What lines in the entries below contain the word "trace"? Copy all of them.

── Extracted information ──

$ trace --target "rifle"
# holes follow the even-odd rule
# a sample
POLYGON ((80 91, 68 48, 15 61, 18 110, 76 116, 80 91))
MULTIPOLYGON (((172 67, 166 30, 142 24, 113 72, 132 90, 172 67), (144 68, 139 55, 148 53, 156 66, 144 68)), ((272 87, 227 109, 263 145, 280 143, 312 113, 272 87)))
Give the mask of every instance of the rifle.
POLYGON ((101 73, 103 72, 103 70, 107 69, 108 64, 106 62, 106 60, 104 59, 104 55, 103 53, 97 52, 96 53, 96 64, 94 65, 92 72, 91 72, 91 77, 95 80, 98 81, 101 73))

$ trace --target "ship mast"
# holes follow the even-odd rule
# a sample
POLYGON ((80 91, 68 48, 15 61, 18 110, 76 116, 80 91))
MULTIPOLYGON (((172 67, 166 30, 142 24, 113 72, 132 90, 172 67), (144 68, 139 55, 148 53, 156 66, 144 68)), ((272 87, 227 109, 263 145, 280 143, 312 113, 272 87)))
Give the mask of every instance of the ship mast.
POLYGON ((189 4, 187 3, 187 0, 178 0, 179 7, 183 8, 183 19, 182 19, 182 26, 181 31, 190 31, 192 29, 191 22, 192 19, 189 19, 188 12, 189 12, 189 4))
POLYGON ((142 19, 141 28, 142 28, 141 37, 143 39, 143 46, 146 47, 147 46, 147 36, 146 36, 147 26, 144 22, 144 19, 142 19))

───

Your response —
$ trace --target "rifle"
$ trace --target "ship mast"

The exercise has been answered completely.